Job A: Transcribe, word for word, the stretch of the interview-questions article from "You are trying to understand" through "is not easy.".
Job B: Pick up the article on strategic interview questions after its final sentence and write what comes next.

Excerpted passage:

12 Strategic Interview Questions to Ask Job Candidates

Nearly 75% of employers admit they’ve hired the wrong person for a job. The best way to avoid this mistake is a strong, consistent interview process. By asking strategic interview questions, you are more likely to hire the right person for the job. 

But how do you determine which strategic interview questions to ask candidates? After all, the best interview questions depend on the job opening, the company, the industry, and even the hiring manager.

For example, a hiring manager looking for a candidate to fill an entry-level creative position will have a different approach to an interview than a hiring manager looking for a candidate to fill a senior-executive financial position. 

No matter the case, hiring managers want to ask the best questions to get the best answers, which will help them determine whether the candidate is qualified for the position they have open. 

It can be intimidating preparing for an interview, and there are so many things that go into knowing the best questions to ask. 

Have you looked at the candidate’s resume to prepare a list of questions? Are you curious about any of the experiences detailed on their resume? What do you know about the candidate that you can draw on for good interview questions? 

As the interviewer, you have to think about several things, including the reasons behind your questions.  

Are you trying to understand more about their personality? Are you looking to learn more about their job experiences?  

All of these factors will determine the most strategic interview questions to ask candidates for your specific job opening. However, if you need a place to start, this article will help. We’ve put together a list of the best interview questions to ask candidates in 2022, plus an explanation of why each question will help you make the most effective hiring decision.

How to Prepare

Interviews are difficult because you only have a short window of time to get an accurate idea of who someone is. 

You are trying to understand a job candidate’s:

  • personality
  • experience
  • culture fit
  • future performance

And how they measure up to all other job candidates.

Getting all that information in just 30 minutes is not easy. 

Getting all that information in a 30-minute window and feeling good about it is even harder. 

Remember: a job candidate has already made a decent assumption about the interview questions you will ask. They have already prepared their answers for the most common interview questions. 

It might be in your best interest to have a few unique questions to ask when interviewing someone. That way, you get more off-the-cuff answers, rather than the same rehearsed lines they may be using for multiple interviews.

That said, the most strategic interview questions to ask candidates aren’t trick questions. You want them to answer candidly, or even need time to think before they respond. You don’t want them to feel flustered or uncomfortable. 

How to Choose the Best Interview Questions to Ask

In order to determine what you want or need to ask as an interviewer and employer, you first need to ask yourself some questions.

  • What is the role you are trying to fill? Think about the hard skills and soft skills needed for this job.
  • What would you like to see in the candidate you are about to interview? Consider details not covered by their resume.
  • What type of personality would succeed in this role? Reflect on your company culture. Who can add to it?

Once you know the answer to these questions, you’ll be on your way to selecting the best interview questions specific to your particular job opening. 

Next, check out the candidate’s resume or any other information they’ve provided you with so far and build some recruitment questions off that. Were they part of anything unique? Do they have a particular set of skills that you’re interested in knowing more about?

Records:
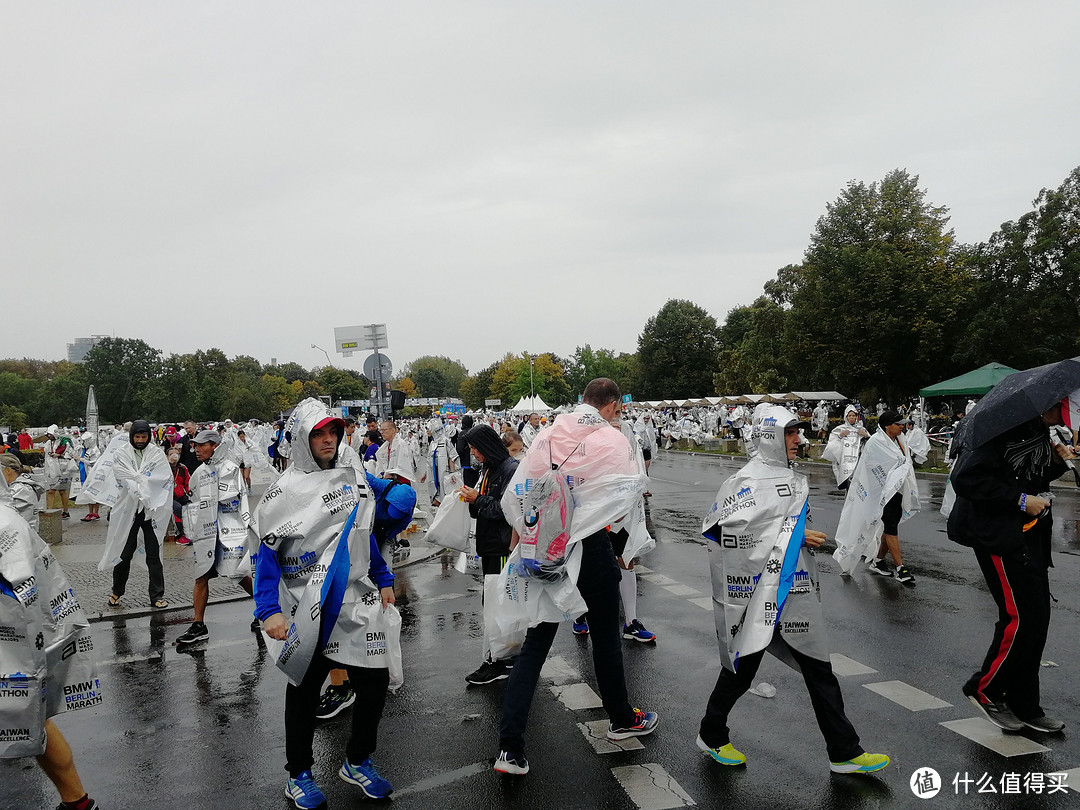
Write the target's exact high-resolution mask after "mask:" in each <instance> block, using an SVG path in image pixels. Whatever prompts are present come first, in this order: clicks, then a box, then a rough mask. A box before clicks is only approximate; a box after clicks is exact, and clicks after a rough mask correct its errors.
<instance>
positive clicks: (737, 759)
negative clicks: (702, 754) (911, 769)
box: [698, 735, 888, 765]
mask: <svg viewBox="0 0 1080 810" xmlns="http://www.w3.org/2000/svg"><path fill="white" fill-rule="evenodd" d="M698 747H699V748H701V750H702V751H703V752H705V753H706V754H708V756H711V757H712V758H713V759H715V760H716V761H717V762H719V764H720V765H746V757H745V756H744V755H743V753H742V752H741V751H735V746H734V745H732V744H731V743H728V744H727V745H721V746H720V747H718V748H711V747H708V746H707V745H706V744H705V741H704V740H702V739H701V737H700V735H699V737H698ZM886 761H888V760H886Z"/></svg>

Response A:
You are trying to understand a job candidate’s:

  • personality
  • experience
  • culture fit
  • future performance

And how they measure up to all other job candidates.

Getting all that information in just 30 minutes is not easy.

Response B:
With these candidate details in mind, you can come up with a few good interview questions specific to that particular candidate.

Finally, you want to ask some general interview questions that will help you assess any candidate, for any role.  In order to receive good answers, you’ve got to ask good questions.  

So, here is a list of some of the best strategic interview questions to ask candidates. 

1. What is something about you that isn’t on your resume?

Candidate resumes are essential to your hiring process. Before you even begin interviewing candidates, you first must narrow down the filed by sorting through resumes. Once you have decided who to interview, you then use their resume decide the best interview questions.

That said, a candidate’s resume is just a starting point. It doesn’t paint the full picture of a candidate.

Asking this question helps you learn more about a candidate’s personality. They can answer this question in so many ways.

Maybe they offer up a past job or internship that isn’t directly related to the role, but they explain how it helped them learn and grow.

Maybe they share a hobby, and you learn a baseline for how they speak and act when they’re passionate about a topic.

Regardless of how they answer, this strategic interview question can help you better understand the candidate.

2. What is a difficult work situation you’ve faced, and how did you overcome it?

This behavioral question serves several purposes. It’s important to know how a potential employee handles adversity. In many cases, it’s difficult situations that help people grow into professionals. 

Pay careful attention to the candidate’s response. Listen not just to their words, but to their tone of voice. Did they fluster when you asked the question? Did they respond in a defensive manner? 

Or did they discuss the many ways in which a difficult situation helped them grow into the person they are today?  

In the best-case scenario, the job candidate will talk about the soft skills they learned from this situation. 

3. What are your strengths?

While this is a classic interview question, it’s still a great one. Understanding someone’s strengths, especially those that they self-identify, is important when considering whether they are the right fit for the company and the role.  

Knowing someone’s strengths is just as important as knowing their weaknesses. By understanding the job candidate’s strengths, you can see how those transferable skills align with the job responsibilities.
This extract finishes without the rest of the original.